- [SOURCE DOCUMENT]:
The Bible teaches to obey Earthly masters. To rebel is against God's command as revealed in the Bible. The confusion comes when we try to set-up a kingdom on Earth. Jesus said His kingdom is not of this Earth. Someone can kill and fight for independence and personal freedom, but it is against Biblical teaching... just like the Crusades were known to be a Christian movement but was against the Biblical teaching. In the case of the crusades and the inquisition, the outcome was negative, but in the case of USA independence, the outcome was good (as well as a good result for the unbiblical struggles to end slavery and get equal rights for woman). But who knows what would have happened if people followed the Bible instead- maybe things would have been even better?
Would Jesus want you to fight and kill for independence or any social issue at all? I understand fighting in self-defense, but these aren't self-defense issues at all.
I'm half serious, but at the core is the claim of how we are a Christian nation yet don't follow the Bible (especially Jesus' teachings to "love and pray for our enemy"). I think the ultimate repulsion for me are Christian Zionists, causing the turmoil in the Middle East (see wikipedia for "Christian Zionism" for more info if interested). According to them, if you aren't "pro-Israel" you are "anti-semite." I'd like to be "pro-peace," neutral and fair, not taking sides.
...Bernie
________________________________
From: asa-owner@lists.calvin.edu [mailto:asa-owner@lists.calvin.edu] On Behalf Of Schwarzwald
Sent: Monday, November 03, 2008 1:00 PM
To: asa@calvin.edu
Subject: Re: [asa] Advice for conversing with YECs (Christian nation?)
Bernie, while I also think that America was not a 'Christian nation' in a simple sense (though the Christian influence and involvement with America's founding is both real and complex), are you really going to ride this particular horse into the ground? Especially when 'give me liberty or give me death' clearly wasn't spoken in a slave context, 'No king but king Jesus' was another cry, the reason for obedience and mercy was vastly more than 'because Jesus is coming back', and so on.
On Mon, Nov 3, 2008 at 1:47 PM, Dehler, Bernie <bernie.dehler@intel.com<mailto:bernie.dehler@intel.com>> wrote:
If we were ever a "Christian nation" then it must be some kind of "Christian" that is defined differently from the Bible. A rallying cry for independence was "give me liberty or give me death," which is opposite what the Bible teaches.

- [TO BE DONE]:
1. In the email thread on whether America is a Christian nation, why does Bernie hold that fighting for independence goes against Biblical teaching? Answer in one to three sentences.
2. In the thread on America as a Christian nation, which group does Bernie call the ultimate repulsion for him?
3. Resume the email thread on whether America is a Christian nation, picking up right after its final sentence.

- [PROVIDED INFORMATION]:
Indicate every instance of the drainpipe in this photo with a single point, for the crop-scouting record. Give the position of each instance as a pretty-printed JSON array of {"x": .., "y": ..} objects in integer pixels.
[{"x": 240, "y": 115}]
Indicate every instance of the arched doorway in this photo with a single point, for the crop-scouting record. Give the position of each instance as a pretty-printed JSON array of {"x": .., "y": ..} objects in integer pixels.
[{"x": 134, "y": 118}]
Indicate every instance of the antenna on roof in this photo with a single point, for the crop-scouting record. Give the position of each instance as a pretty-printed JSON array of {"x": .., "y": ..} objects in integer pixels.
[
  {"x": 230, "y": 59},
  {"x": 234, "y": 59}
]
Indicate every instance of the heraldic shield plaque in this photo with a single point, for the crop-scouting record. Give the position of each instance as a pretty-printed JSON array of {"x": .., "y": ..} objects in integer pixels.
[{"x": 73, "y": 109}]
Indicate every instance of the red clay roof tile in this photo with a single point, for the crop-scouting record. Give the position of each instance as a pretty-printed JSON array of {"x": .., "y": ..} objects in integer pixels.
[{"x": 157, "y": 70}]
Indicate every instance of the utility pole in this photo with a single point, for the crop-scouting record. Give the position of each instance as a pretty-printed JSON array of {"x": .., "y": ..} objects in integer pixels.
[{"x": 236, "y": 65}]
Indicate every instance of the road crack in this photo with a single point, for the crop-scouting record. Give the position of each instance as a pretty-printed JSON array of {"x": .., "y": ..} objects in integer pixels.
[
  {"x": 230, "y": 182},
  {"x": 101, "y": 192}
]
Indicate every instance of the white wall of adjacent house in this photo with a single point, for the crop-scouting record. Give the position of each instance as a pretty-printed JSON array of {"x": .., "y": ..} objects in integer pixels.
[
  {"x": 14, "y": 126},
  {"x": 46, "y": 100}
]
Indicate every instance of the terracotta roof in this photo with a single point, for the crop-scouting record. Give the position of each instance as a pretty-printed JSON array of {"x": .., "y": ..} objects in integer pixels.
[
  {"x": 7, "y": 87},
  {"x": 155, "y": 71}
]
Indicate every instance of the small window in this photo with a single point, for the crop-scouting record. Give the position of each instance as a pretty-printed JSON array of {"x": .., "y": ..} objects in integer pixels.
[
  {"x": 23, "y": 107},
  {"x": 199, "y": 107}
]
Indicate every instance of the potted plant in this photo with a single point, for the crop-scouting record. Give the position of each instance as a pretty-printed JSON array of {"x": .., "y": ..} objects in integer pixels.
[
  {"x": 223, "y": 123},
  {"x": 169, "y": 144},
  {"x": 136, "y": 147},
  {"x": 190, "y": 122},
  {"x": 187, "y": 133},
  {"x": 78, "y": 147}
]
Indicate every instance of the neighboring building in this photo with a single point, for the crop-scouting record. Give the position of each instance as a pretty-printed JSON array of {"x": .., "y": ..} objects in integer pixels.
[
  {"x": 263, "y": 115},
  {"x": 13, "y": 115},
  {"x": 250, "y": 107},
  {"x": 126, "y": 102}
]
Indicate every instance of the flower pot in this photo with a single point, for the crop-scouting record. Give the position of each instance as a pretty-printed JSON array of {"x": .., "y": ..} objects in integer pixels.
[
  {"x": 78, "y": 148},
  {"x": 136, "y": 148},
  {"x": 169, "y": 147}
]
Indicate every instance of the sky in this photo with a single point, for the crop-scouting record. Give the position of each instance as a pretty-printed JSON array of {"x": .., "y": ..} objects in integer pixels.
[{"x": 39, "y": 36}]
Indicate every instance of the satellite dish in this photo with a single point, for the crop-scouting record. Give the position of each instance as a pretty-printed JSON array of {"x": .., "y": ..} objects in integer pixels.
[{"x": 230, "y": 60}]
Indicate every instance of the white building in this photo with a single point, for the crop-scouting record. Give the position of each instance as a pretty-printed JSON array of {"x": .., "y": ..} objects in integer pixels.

- [RESULTS OF THE TASKS]:
1. He says the Bible teaches obedience to earthly masters, so rebelling goes against God's command as revealed in the Bible. He adds that Jesus said His kingdom is not of this Earth, and that the confusion comes from trying to set up a kingdom on Earth.

2. Christian Zionists.

3.
We are not of this world, and we are to live as "strangers" and "aliens" in it... as "ambassadors for Christ," representing a different kingdom... not a kingdom of the Earth. Also, more specifically:
1 Peter 2:11
Dear friends, I urge you, as aliens and strangers in the world, to abstain from sinful desires, which war against your soul.
2 Corinthians 5:20
We are therefore Christ's ambassadors, as though God were making his appeal through us. We implore you on Christ's behalf: Be reconciled to God.
Even slaves should obey their masters, not revolt for freedom:
Ephesians 6:5
Slaves, obey your earthly masters with respect and fear, and with sincerity of heart, just as you would obey Christ.
Ephesians 6:9
And masters, treat your slaves in the same way. Do not threaten them, since you know that he who is both their Master and yours is in heaven, and there is no favoritism with him.
Colossians 3:22
Slaves, obey your earthly masters in everything; and do it, not only when their eye is on you and to win their favor, but with sincerity of heart and reverence for the Lord.
Titus 2:9
Teach slaves to be subject to their masters in everything, to try to please them, not to talk back to them,
1 Peter 2:18
Slaves, submit yourselves to your masters with all respect, not only to those who are good and considerate, but also to those who are harsh.
The reason we are not to rebel is because the time is short... this world is passing away (very, very soon), and God will make everything new... according to the Bible.
...Bernie
-----Original Message-----
From: asa-owner@lists.calvin.edu<mailto:asa-owner@lists.calvin.edu> [mailto:asa-owner@lists.calvin.edu<mailto:asa-owner@lists.calvin.edu>] On Behalf Of Ted Davis
Sent: Monday, November 03, 2008 9:29 AM
To: James Patterson; asa@calvin.edu<mailto:asa@calvin.edu>
Subject: RE: [asa] Advice for conversing with YECs - attn John
I want to reply briefly to James' important concerns about church/state
"separation" and the origins controversy.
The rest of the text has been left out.